→ **The exercise**
Write the items below as a two-column CSV with the headers item_text and answer, one row per item, starting at the line containing "[Batch spec] Target class: dog's hind" and ending at the line containing "841, 371, 893]]". Put the item's text and its answer each in one quoted field, with line breaks turned into spaces.

→ **Records for this exercise**
==*==
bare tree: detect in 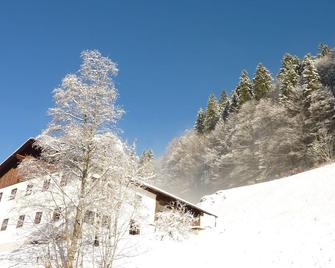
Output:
[156,202,196,240]
[15,51,147,268]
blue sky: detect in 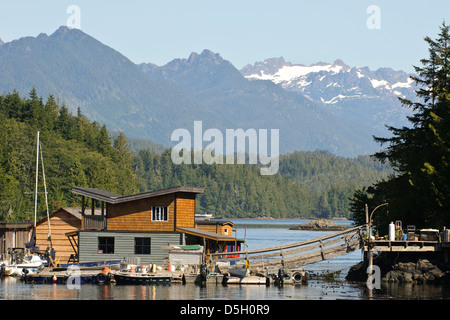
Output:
[0,0,450,72]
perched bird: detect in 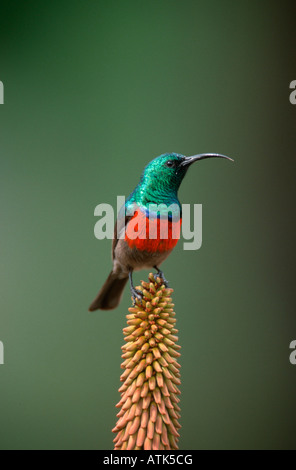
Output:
[89,153,232,311]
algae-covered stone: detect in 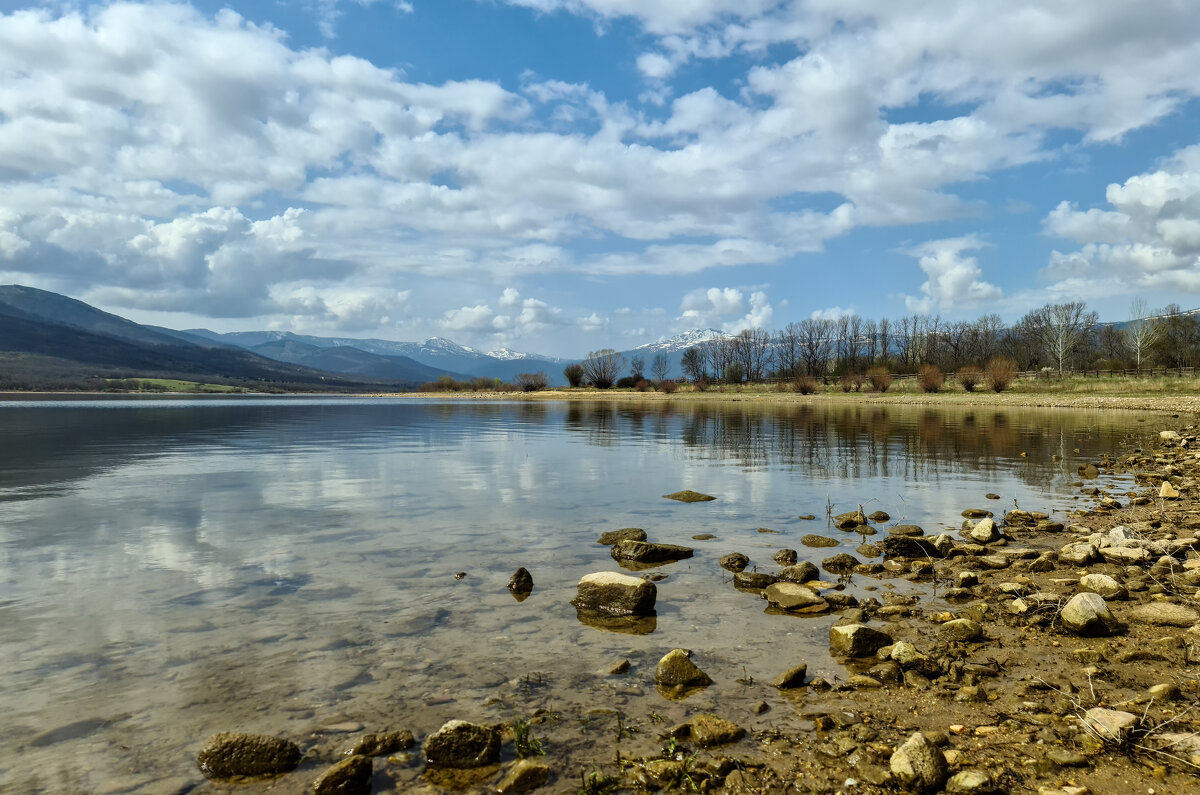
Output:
[829,623,892,657]
[662,489,716,502]
[1058,591,1121,636]
[718,552,750,572]
[425,721,500,769]
[571,572,658,616]
[889,731,949,793]
[312,755,371,795]
[763,582,829,612]
[689,715,746,748]
[610,539,695,563]
[346,729,416,757]
[196,731,301,778]
[654,648,713,687]
[496,759,550,795]
[598,527,646,546]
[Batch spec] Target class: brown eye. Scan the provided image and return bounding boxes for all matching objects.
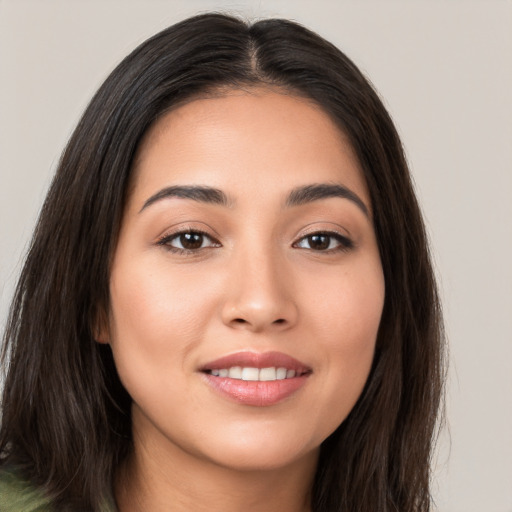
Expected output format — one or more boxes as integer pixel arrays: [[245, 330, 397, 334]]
[[294, 233, 354, 252], [307, 235, 331, 251], [158, 231, 220, 252], [179, 233, 204, 250]]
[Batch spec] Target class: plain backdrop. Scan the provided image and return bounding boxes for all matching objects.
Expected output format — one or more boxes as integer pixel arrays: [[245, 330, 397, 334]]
[[0, 0, 512, 512]]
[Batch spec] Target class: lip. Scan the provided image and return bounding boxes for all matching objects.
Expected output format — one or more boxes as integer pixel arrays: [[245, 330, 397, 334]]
[[199, 352, 312, 407]]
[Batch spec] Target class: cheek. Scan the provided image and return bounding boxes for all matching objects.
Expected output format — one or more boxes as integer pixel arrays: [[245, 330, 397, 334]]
[[302, 256, 385, 424], [110, 262, 219, 390]]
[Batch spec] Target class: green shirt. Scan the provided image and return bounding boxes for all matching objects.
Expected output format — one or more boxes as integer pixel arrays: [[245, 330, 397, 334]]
[[0, 470, 117, 512]]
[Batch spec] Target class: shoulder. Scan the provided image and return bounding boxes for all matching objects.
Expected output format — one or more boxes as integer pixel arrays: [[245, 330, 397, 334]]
[[0, 468, 52, 512]]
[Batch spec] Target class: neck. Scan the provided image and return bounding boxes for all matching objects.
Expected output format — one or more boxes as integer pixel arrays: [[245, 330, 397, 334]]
[[115, 432, 317, 512]]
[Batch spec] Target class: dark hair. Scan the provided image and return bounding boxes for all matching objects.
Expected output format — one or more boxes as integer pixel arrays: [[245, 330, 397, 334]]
[[0, 14, 444, 512]]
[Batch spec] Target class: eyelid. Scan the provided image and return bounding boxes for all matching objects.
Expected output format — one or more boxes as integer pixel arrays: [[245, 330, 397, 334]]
[[156, 225, 222, 254], [292, 227, 355, 253]]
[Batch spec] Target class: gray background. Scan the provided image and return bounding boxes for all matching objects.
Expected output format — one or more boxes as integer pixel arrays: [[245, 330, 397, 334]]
[[0, 0, 512, 512]]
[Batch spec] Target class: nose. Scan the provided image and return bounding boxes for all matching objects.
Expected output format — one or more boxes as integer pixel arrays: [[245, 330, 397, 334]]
[[222, 247, 298, 332]]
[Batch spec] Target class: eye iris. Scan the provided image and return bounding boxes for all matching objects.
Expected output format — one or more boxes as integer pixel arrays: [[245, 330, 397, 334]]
[[180, 233, 204, 249], [308, 235, 330, 251]]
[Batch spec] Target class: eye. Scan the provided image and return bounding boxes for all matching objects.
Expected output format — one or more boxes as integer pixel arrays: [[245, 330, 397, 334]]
[[293, 232, 354, 252], [158, 230, 220, 252]]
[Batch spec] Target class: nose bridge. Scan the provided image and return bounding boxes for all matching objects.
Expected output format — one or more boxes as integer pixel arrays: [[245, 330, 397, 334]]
[[223, 240, 297, 331]]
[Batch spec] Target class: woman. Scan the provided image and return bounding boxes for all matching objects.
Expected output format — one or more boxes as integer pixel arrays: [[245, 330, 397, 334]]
[[0, 14, 442, 512]]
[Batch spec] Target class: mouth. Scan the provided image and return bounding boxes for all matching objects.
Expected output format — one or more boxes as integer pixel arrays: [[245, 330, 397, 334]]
[[200, 352, 312, 407]]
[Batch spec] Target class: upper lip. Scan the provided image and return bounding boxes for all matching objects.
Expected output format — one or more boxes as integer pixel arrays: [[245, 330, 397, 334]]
[[200, 351, 311, 374]]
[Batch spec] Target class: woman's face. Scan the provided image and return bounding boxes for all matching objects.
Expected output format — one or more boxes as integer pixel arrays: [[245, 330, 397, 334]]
[[104, 89, 384, 469]]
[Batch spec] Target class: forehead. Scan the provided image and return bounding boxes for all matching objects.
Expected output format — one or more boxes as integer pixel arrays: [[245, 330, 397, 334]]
[[128, 88, 368, 206]]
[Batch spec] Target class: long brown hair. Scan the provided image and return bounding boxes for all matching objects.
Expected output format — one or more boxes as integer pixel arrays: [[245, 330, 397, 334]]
[[0, 14, 443, 512]]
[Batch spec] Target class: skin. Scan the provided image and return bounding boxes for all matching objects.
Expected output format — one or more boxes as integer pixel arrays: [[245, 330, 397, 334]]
[[98, 88, 385, 512]]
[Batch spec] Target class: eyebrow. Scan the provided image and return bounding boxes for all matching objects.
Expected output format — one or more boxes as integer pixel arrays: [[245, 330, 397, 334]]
[[286, 183, 369, 217], [139, 185, 231, 213], [139, 183, 369, 217]]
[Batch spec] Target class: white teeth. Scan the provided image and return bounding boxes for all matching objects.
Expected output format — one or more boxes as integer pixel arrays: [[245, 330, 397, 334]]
[[260, 368, 276, 380], [210, 366, 296, 382], [242, 368, 260, 380], [276, 368, 286, 380], [229, 366, 242, 379]]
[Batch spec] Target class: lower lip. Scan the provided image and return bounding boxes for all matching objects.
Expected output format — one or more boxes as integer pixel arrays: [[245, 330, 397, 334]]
[[203, 373, 309, 407]]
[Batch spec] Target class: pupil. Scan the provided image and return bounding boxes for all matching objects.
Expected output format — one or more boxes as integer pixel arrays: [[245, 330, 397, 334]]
[[309, 235, 329, 250], [180, 233, 203, 249]]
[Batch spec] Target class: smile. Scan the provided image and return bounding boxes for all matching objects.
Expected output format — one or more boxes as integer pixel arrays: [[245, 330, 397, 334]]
[[200, 352, 313, 407], [209, 366, 296, 382]]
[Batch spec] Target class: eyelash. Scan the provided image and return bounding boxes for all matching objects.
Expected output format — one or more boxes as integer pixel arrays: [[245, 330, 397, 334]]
[[157, 229, 221, 254], [157, 229, 354, 254]]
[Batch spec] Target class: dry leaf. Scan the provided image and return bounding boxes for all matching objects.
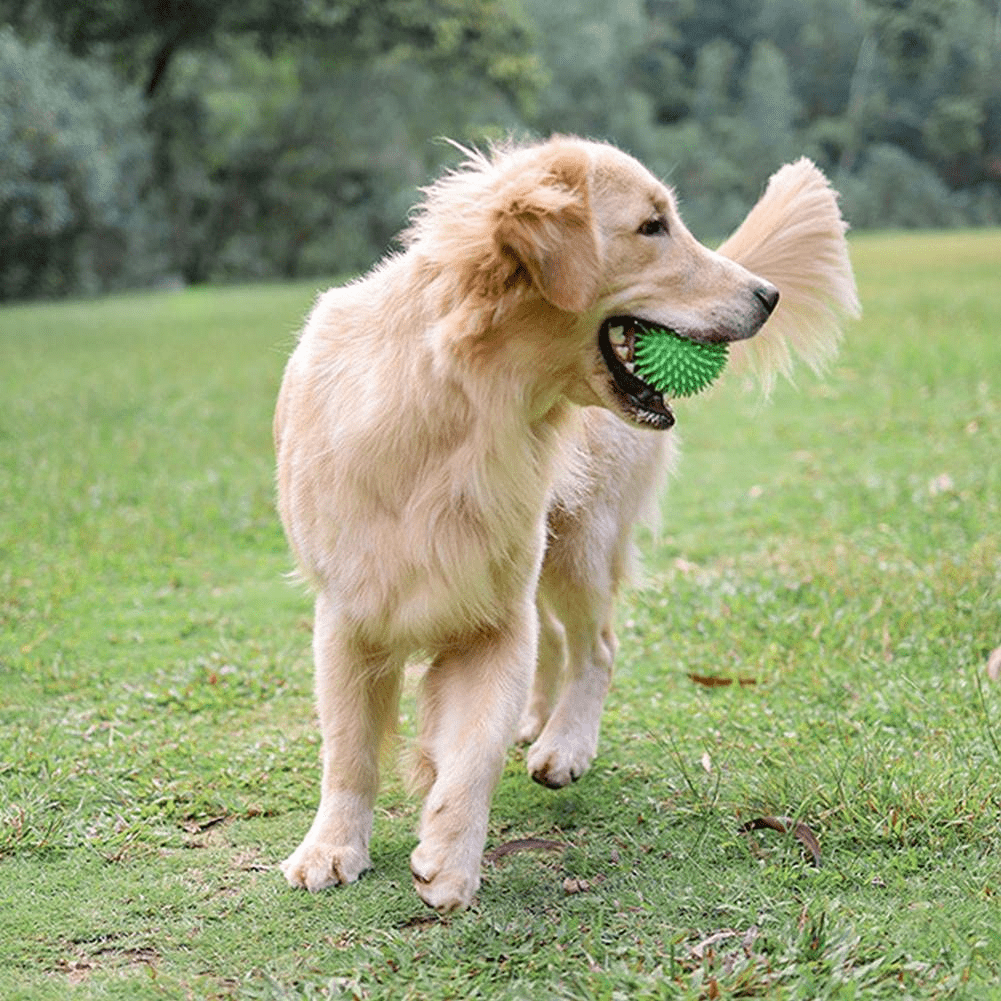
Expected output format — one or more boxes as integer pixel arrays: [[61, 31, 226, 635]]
[[741, 817, 820, 869], [689, 674, 758, 688], [483, 838, 567, 865]]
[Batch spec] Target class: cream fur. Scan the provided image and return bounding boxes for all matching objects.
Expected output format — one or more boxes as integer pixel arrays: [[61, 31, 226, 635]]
[[274, 137, 858, 911]]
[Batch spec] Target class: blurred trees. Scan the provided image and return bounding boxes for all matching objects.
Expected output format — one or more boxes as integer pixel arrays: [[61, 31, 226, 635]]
[[0, 0, 1001, 298]]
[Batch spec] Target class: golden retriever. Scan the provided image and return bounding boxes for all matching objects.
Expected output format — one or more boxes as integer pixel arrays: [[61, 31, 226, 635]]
[[274, 137, 858, 911]]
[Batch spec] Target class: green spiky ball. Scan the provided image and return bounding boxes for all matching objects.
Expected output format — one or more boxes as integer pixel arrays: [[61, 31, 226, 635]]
[[634, 323, 729, 398]]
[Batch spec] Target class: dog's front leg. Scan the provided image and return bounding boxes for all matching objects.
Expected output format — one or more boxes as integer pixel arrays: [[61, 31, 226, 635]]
[[281, 594, 401, 892], [410, 601, 538, 911]]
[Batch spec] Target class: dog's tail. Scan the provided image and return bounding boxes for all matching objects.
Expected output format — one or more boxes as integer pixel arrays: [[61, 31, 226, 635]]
[[719, 157, 862, 392]]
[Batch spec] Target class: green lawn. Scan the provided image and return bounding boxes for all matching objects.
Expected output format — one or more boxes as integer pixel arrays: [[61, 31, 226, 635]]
[[0, 232, 1001, 1001]]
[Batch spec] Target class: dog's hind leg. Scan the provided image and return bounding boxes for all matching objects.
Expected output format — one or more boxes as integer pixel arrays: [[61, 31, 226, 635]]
[[410, 598, 538, 911], [281, 594, 402, 892]]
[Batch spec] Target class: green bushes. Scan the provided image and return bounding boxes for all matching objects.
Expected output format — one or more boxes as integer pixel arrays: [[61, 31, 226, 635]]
[[0, 0, 1001, 298], [0, 30, 164, 299]]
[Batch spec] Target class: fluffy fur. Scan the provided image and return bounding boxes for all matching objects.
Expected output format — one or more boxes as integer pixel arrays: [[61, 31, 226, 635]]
[[274, 137, 858, 911]]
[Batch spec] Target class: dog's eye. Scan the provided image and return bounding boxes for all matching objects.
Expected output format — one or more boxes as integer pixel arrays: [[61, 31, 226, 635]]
[[638, 215, 668, 236]]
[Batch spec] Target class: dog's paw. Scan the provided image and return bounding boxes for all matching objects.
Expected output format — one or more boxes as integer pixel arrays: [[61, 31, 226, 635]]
[[526, 739, 595, 789], [410, 842, 479, 914], [280, 841, 371, 893]]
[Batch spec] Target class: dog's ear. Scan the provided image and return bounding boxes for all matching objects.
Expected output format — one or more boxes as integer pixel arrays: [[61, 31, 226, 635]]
[[493, 147, 600, 312]]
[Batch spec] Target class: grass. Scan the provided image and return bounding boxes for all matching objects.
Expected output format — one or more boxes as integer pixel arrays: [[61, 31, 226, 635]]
[[0, 232, 1001, 1001]]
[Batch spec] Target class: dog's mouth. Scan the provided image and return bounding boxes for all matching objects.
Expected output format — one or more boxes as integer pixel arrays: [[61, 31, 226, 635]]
[[598, 316, 675, 430]]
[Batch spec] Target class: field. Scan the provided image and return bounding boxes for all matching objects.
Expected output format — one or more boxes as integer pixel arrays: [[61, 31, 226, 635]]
[[0, 232, 1001, 1001]]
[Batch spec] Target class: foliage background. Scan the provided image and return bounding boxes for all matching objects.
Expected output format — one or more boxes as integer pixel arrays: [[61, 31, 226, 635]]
[[0, 0, 1001, 299]]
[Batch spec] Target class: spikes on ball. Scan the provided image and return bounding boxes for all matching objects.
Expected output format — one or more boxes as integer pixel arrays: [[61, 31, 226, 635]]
[[635, 323, 729, 397]]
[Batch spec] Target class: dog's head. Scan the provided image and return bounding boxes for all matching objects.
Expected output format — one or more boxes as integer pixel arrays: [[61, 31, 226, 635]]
[[411, 138, 779, 429]]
==*==
→ **Answer for the task**
item_text,answer
"[Batch spec] Target class: dog's hind leg. Scan the provided image and return bounding boxes for all matching objects. Expected output format — one or more boxes as integer pixel arrays: [[61, 31, 226, 635]]","[[410, 598, 538, 911], [281, 594, 402, 892]]"
"[Batch spec] Target class: green bushes. Scan the provided image and return bounding boxes for all matching objects. Expected output format — one or more boxes as integer pixel arrays: [[61, 31, 226, 635]]","[[0, 0, 1001, 298], [0, 30, 164, 299]]"
"[Batch spec] Target class: fluffy fur. Scan the provided image and return bounding boxes for all matching objects. Expected output format — one or more boxes as integer pixel arrays: [[61, 31, 226, 635]]","[[274, 137, 858, 911]]"
"[Batch spec] Target class: dog's eye. Scan the provided image and return bounding boxes for all matching objects. Expected output format — one or more boxes as integer pixel arrays: [[61, 31, 226, 635]]","[[638, 215, 668, 236]]"
"[Batch spec] Target class: dog's paw. Scan the provided image and return bounding boxes for all matching objects. Expected output format — one or more boxes as integer pixel arrays: [[61, 31, 226, 635]]","[[526, 739, 595, 789], [410, 842, 479, 914], [280, 841, 371, 893]]"